Regisseurin des Stückes "Hypermnesia" ist die 1986 in Bosnien-Herzegowina geborenen Theatermacherin Selma Spahic. Sie ist jetzt bei uns zu Gast. Guten Tag und herzlich willkommen!

Selma Spahic: Thank you for having me!

Hanselmann: Junge Serben und Kosovaren erinnern sich in Ihrem Stück an eine Zeit, als sie noch Kinder waren. Der Konflikt begann ja vor fast genau 20 Jahren - welche Erinnerungen sind das?

Spahic: "Hypermnesia" ist in erster Linie kein politisches Stück. Es hat aber mit den Erinnerungen einer Generation zu tun, die bisher nicht über ihre Vergangenheit gesprochen hat. Und inwiefern es von der Politik beeinflusst ist, das bezieht sich darauf, wie unser Leben von der Politik beeinflusst wird. Und das ist leider sehr, sehr viel.

Hanselmann: Es sind Wahrnehmungen aus einem Krieg, der von ganz verschiedenen Seiten völlig verschieden bewertet wurde, der Opfer auf allen Seiten gefordert hat, der viel mit ethnischen, religiösen, wirtschaftlichen Interessen zu tun hatte. Es gab Schuldzuweisungen von allen Seiten. Wenn sich junge Menschen heute damit beschäftigen, was passiert mit ihnen? Werden alte Wunden aufgerissen? Kommt alter Hass wieder hoch?

Spahic: Wunden auf jeden Fall. Darum geht es ja. Wir behandeln ja Erinnerungen dieser Leute, die das Leben sehr gezeichnet hat. Die traumatisiert worden sind von diesen Erfahrungen. Aber sie haben auch fröhliche Erinnerungen, positive Erinnerungen. Es geht auch um Familiengeschichten, ihre Erfahrungen mit ihren Eltern. Es ist eine Mischung daraus. Und das ist sozusagen der Haupterzählfaden des Stücks.

Mir ist wichtig zu betonen, dass das auf keinen Fall ein ausgewogener Krieg war. Es gab kein Gleichgewicht in diesem Krieg. Und wir wissen auch alle einfach viel zu wenig voneinander. Durch das, was wir durch die Medien erfahren haben in unseren jeweiligen Ländern, wie wir damit aufgewachsen sind, wissen wir nicht, was in Belgrad passiert ist oder wie die Leute dort gelebt haben. Wir wissen nicht, wie es in Sarajevo zugegangen ist und so weiter. Das haben wir jetzt erst dadurch auch erfahren. So hat das auch keinen Hass hervorgebracht, diese Erinnerung.

▸ **Arbeitsaufträge**
1. Wo und in welchem Jahr wurde Selma Spahic laut dem Interview über das Stück „Hypermnesia“ geboren?
2. Führe das Interview über das Stück „Hypermnesia“ im Anschluss an seinen letzten Satz weiter.
Die Einträge stehen in keinem Zusammenhang mit dem Interview.

Einträge aus einem Annotationsdatensatz
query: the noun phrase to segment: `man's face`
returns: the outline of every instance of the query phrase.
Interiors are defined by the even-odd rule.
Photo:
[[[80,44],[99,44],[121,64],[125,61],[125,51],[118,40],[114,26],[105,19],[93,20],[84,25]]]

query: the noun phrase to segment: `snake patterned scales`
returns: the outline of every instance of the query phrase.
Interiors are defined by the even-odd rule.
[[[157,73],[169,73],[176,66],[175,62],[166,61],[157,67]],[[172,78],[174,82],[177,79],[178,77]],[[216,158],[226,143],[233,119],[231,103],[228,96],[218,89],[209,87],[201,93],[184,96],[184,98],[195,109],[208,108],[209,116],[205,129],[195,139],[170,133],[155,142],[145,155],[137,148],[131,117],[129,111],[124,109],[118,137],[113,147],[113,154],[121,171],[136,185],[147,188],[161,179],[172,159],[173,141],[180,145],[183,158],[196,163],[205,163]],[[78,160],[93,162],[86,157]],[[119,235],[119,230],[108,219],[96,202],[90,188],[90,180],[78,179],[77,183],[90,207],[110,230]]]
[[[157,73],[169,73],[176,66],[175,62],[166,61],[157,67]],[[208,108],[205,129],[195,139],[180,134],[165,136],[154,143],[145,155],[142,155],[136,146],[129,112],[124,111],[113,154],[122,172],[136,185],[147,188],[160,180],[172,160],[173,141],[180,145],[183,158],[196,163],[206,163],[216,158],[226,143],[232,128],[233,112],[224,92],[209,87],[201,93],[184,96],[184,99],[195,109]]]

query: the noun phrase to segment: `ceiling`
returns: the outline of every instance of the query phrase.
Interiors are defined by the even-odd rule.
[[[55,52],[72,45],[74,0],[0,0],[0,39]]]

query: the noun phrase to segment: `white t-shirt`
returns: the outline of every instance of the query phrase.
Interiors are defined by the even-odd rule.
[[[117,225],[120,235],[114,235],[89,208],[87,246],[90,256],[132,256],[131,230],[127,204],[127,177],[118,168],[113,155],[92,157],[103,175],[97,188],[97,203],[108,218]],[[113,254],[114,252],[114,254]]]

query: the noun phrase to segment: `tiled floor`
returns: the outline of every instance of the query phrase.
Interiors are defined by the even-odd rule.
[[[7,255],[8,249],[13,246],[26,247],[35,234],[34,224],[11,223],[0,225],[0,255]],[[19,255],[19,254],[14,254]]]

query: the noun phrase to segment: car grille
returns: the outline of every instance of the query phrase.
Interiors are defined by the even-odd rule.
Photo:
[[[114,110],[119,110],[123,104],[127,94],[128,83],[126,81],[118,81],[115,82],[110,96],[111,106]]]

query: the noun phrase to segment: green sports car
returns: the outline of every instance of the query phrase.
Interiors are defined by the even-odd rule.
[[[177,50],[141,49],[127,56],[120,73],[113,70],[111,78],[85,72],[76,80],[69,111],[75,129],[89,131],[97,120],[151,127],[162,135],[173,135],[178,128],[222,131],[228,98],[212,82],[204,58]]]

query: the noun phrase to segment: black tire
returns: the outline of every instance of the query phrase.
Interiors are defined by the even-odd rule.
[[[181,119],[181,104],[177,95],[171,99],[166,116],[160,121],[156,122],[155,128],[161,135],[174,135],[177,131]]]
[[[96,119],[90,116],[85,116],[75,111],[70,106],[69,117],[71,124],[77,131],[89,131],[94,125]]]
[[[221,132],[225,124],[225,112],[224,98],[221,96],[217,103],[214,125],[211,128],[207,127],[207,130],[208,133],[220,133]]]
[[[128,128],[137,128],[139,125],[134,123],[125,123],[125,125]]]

▸ **Gegebene Antworten**
1. 1986 in Bosnien-Herzegowina.

2.
Hanselmann: Wenn Sie sagen, es war kein gleichgewichteter Krieg, dann interessiert mich besonders die Frage, ob es immer noch Fronten gibt, heute auch unter den jungen Leuten, die so verhärtet sind, dass man nicht zu Versöhnung oder Kompromissen bereit ist.

Spahic: Leider ja. Aber es ist keine Kampflinie im eigentlichen Sinne. Es sind 20 Jahre Erfahrung, die da drin stecken. Das erkennt man jetzt zum Beispiel auch, wo ein kultureller Austausch stattfindet, zwischen einmal Banja Luka, der Hauptstadt der Republika Srpska auf der einen Seite und Sarajevo auf der anderen Seite.

Das ist ein drei Tage dauerndes Festival, in dem dieser kulturelle Austausch stattfindet, und dabei merkt man, dass es sich eher um so etwas handelt wie eine Wiederentdeckung. Man entdeckt sich gegenseitig auch wieder. Es war eine Wand des Schweigens, die ist entstanden und die bestand und deshalb wissen wir auch so wenig voneinander. Und ich denke, diese Wand muss einstürzen, da muss sich jetzt etwas ändern.

Hanselmann: Sie reißen also mit dem Theaterstück die Wand des Schweigens ein. Wie passiert das auf der Bühne?

Spahic: Das passiert durch die Geschichten dieser acht Schauspieler. Diese acht
Schauspieler könnten auch irgendwelche acht Leute aus der Region sein, irgendwelche Menschen, auf die das auch zutrifft. Diese Region hat so viele Geschichten. Und wenn man sich die Generation anguckt, der Leute, die in den späten 70ern, in den 80er-Jahren geboren wurden, so hat diese sich bisher noch nicht durch Theater ausgedrückt, was diesen Konflikt betrifft.

Und diese Lebensgeschichten, die hier erzählt werden, da werden halt ganz verschiedene Versionen erzählt und entstehen, und verschiedene Varianten der Wahrheit und der Erfahrung werden aufgezeigt.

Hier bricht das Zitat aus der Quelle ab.